PROVIDED DATA start

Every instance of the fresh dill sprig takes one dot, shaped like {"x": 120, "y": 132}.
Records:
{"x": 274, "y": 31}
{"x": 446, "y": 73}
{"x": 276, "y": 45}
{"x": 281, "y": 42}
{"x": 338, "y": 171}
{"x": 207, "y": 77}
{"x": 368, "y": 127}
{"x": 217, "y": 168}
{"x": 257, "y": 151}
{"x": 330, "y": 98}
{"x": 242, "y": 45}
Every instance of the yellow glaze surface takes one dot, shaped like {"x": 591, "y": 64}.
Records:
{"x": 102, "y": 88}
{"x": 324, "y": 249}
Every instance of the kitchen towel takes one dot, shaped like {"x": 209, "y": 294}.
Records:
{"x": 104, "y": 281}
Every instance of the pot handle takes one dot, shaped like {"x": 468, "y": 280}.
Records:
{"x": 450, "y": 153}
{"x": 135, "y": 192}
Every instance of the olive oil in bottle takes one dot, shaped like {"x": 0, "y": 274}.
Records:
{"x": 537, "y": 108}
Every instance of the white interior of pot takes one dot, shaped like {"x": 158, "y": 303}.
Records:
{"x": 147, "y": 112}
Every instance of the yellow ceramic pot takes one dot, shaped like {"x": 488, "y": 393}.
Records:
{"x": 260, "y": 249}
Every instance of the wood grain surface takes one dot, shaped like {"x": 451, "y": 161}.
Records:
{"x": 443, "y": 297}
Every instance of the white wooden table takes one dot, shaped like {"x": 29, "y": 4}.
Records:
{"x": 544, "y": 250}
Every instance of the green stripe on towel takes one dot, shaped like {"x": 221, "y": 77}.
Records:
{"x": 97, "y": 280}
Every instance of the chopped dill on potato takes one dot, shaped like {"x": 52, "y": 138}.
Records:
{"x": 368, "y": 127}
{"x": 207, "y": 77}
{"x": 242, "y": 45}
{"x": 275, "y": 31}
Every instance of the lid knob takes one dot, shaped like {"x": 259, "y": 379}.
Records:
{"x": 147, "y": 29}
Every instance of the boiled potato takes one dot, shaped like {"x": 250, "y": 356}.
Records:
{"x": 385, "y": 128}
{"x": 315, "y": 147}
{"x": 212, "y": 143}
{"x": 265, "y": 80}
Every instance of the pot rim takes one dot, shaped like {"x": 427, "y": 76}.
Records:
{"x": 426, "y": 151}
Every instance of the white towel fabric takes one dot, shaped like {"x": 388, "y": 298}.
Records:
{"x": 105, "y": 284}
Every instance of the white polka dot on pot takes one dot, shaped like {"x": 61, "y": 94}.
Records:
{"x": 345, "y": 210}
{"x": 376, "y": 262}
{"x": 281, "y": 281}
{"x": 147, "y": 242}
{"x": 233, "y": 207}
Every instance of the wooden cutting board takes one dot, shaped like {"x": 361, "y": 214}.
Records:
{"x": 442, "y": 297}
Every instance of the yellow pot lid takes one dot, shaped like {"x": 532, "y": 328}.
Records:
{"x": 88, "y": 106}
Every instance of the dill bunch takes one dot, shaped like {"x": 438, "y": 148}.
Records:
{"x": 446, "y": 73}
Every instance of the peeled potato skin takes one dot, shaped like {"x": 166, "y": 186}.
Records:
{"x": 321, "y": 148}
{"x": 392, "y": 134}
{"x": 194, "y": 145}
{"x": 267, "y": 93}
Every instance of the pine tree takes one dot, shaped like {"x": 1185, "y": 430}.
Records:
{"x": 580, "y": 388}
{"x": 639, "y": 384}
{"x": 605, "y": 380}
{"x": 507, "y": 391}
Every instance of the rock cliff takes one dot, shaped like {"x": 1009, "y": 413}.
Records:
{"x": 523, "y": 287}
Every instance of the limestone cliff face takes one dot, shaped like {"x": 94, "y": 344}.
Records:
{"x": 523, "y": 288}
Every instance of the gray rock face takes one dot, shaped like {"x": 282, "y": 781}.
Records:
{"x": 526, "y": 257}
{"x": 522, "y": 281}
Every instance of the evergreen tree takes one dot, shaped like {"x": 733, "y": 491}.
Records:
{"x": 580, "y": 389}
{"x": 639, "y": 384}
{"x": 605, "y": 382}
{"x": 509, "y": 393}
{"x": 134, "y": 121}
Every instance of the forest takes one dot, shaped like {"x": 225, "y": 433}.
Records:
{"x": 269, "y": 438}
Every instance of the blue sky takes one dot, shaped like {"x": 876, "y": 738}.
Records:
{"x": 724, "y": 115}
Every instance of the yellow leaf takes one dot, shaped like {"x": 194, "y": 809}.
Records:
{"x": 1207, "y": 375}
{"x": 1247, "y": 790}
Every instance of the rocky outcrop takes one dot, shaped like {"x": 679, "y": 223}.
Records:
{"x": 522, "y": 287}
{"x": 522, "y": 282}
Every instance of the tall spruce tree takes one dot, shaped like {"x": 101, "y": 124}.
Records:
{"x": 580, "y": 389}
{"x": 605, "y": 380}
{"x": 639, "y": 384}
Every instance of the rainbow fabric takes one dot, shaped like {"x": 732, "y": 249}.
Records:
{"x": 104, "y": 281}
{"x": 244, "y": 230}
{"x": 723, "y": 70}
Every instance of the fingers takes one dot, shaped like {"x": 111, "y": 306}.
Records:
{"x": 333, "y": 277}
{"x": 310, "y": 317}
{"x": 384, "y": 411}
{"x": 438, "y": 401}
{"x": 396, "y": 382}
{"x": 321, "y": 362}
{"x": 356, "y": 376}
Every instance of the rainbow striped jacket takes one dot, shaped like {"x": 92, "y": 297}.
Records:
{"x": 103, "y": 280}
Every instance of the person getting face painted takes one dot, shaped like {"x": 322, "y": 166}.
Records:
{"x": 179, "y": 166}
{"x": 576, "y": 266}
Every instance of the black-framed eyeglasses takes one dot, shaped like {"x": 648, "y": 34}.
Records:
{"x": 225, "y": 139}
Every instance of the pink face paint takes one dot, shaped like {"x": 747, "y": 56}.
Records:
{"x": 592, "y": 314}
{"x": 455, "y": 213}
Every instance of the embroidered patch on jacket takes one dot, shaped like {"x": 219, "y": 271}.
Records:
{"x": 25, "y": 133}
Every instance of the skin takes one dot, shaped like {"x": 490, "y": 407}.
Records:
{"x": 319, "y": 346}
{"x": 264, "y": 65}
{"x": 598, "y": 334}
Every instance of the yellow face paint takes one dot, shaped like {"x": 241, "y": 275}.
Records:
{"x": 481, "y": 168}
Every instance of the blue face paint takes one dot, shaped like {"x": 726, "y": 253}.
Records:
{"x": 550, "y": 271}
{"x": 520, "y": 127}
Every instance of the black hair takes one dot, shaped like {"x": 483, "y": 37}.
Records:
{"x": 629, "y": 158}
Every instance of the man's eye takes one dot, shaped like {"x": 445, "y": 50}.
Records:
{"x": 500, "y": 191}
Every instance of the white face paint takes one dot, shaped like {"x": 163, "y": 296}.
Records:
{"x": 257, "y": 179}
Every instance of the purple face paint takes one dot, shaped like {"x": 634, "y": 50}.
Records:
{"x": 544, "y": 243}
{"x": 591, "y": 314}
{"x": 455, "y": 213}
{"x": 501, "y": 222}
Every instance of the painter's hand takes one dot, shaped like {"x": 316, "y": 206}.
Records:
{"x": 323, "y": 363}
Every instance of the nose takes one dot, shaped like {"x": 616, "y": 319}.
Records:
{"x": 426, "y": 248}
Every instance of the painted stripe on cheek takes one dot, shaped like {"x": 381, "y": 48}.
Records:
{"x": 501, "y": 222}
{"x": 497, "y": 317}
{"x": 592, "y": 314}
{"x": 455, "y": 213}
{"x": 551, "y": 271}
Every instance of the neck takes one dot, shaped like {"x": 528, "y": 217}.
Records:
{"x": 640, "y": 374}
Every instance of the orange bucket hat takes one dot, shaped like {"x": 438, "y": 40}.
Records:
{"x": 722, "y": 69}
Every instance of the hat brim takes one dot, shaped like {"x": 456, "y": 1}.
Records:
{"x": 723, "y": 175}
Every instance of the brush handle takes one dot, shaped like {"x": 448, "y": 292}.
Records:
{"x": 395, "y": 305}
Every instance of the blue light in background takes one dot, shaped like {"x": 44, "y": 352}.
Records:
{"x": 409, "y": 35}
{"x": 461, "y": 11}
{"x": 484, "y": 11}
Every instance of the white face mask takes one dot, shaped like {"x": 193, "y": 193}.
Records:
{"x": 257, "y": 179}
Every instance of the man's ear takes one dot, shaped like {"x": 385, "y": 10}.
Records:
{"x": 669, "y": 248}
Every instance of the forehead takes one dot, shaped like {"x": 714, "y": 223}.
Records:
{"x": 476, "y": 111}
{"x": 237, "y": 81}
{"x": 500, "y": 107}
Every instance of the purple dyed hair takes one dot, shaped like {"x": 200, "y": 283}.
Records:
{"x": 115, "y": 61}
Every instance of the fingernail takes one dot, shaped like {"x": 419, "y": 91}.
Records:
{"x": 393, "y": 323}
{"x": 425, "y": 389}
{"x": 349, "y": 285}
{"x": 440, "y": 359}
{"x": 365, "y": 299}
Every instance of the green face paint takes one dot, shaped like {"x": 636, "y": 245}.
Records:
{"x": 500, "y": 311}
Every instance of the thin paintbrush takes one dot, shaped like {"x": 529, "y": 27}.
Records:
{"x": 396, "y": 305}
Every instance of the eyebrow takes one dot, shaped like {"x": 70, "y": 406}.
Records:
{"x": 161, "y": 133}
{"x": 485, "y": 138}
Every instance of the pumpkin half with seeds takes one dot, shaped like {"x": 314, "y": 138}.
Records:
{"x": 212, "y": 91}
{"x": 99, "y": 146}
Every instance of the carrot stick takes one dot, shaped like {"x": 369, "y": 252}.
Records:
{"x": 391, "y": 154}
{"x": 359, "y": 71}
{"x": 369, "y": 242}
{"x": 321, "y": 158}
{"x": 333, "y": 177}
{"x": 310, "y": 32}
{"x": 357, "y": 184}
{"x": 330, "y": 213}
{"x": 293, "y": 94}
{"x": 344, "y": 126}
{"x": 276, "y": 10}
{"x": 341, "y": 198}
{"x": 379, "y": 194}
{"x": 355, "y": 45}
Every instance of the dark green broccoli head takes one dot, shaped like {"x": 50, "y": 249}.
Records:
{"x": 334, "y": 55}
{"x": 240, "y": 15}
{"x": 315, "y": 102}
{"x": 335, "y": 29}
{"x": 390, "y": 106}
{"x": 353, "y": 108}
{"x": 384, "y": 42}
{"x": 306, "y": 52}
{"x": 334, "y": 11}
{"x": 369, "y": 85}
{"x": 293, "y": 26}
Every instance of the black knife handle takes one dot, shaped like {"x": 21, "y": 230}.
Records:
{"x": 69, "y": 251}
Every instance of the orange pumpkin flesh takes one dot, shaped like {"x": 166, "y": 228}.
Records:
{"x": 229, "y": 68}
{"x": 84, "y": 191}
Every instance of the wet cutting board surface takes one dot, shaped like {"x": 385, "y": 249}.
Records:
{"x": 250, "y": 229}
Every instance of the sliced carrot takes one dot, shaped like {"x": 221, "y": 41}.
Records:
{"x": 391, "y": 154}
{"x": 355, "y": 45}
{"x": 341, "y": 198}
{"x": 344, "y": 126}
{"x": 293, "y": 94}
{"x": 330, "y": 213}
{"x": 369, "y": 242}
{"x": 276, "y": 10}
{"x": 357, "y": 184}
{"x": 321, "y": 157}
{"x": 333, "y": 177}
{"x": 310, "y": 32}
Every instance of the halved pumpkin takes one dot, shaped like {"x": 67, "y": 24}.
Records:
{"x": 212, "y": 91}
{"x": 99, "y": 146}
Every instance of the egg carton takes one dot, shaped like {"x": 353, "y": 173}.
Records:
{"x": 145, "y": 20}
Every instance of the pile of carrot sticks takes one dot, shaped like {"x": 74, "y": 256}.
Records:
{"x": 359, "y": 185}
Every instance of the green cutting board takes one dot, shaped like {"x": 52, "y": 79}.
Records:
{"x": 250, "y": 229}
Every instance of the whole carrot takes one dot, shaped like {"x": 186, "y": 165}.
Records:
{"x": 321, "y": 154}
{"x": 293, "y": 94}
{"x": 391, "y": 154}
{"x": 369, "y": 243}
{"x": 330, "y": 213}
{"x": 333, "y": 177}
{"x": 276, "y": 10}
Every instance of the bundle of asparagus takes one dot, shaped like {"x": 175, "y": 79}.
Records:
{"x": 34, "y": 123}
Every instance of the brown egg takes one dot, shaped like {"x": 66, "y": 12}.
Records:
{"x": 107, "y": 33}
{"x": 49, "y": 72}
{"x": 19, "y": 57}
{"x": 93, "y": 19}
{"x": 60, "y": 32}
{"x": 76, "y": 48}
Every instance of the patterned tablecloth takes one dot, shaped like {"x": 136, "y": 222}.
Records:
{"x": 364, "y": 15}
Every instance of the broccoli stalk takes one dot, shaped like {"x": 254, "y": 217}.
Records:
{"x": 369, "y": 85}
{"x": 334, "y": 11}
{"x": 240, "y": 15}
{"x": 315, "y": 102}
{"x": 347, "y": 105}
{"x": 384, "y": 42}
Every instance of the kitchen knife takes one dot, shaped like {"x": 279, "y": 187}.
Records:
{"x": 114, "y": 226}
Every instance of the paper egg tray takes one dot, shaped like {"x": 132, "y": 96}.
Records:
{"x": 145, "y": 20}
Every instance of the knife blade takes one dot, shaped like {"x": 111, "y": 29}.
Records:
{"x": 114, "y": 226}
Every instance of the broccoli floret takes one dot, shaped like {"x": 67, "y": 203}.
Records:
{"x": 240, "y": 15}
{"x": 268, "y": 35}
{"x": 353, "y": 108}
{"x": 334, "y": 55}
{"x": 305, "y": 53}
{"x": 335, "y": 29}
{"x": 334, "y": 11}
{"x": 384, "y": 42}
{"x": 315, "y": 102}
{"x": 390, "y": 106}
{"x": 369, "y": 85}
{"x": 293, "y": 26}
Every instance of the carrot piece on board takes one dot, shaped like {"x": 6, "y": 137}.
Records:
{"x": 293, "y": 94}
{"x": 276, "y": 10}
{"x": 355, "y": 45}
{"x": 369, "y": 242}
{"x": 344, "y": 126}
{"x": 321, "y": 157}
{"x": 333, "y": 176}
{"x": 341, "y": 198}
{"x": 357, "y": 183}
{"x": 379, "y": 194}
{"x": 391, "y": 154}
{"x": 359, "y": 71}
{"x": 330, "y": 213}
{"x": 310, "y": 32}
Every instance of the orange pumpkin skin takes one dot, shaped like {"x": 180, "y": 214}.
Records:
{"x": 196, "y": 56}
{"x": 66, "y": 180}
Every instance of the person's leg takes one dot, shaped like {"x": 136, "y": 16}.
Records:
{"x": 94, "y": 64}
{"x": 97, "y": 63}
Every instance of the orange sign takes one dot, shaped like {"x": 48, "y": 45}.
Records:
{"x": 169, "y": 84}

PROVIDED DATA end

[TASK PROMPT] Repeat exactly, and only, the lines from the line containing "Every instance of the paper" through the last line of the records above, both included.

[IN RESPONSE]
Every instance of the paper egg tray takes one dot, shaped like {"x": 132, "y": 96}.
Records:
{"x": 145, "y": 20}
Every instance of the knife blade takes one dot, shaped like {"x": 111, "y": 29}.
Records:
{"x": 114, "y": 226}
Every instance of the broccoli floret takes one dot, shaped like {"x": 67, "y": 203}.
Records:
{"x": 240, "y": 15}
{"x": 268, "y": 35}
{"x": 353, "y": 108}
{"x": 334, "y": 55}
{"x": 305, "y": 53}
{"x": 335, "y": 29}
{"x": 334, "y": 11}
{"x": 384, "y": 42}
{"x": 315, "y": 102}
{"x": 390, "y": 106}
{"x": 369, "y": 85}
{"x": 293, "y": 26}
Every instance of the carrot piece on board takes one dot, shaped like {"x": 6, "y": 137}.
Records:
{"x": 293, "y": 94}
{"x": 276, "y": 10}
{"x": 355, "y": 45}
{"x": 369, "y": 242}
{"x": 344, "y": 126}
{"x": 321, "y": 157}
{"x": 333, "y": 176}
{"x": 341, "y": 198}
{"x": 357, "y": 183}
{"x": 379, "y": 194}
{"x": 391, "y": 154}
{"x": 359, "y": 71}
{"x": 330, "y": 213}
{"x": 310, "y": 32}
Every instance of the orange pumpkin skin takes one dot, shaped like {"x": 180, "y": 214}.
Records:
{"x": 196, "y": 56}
{"x": 66, "y": 180}
Every instance of the person's leg takes one dot, shaped like {"x": 136, "y": 16}.
Records:
{"x": 94, "y": 64}
{"x": 97, "y": 63}
Every instance of the orange sign takes one dot, shaped like {"x": 48, "y": 45}.
Records:
{"x": 169, "y": 84}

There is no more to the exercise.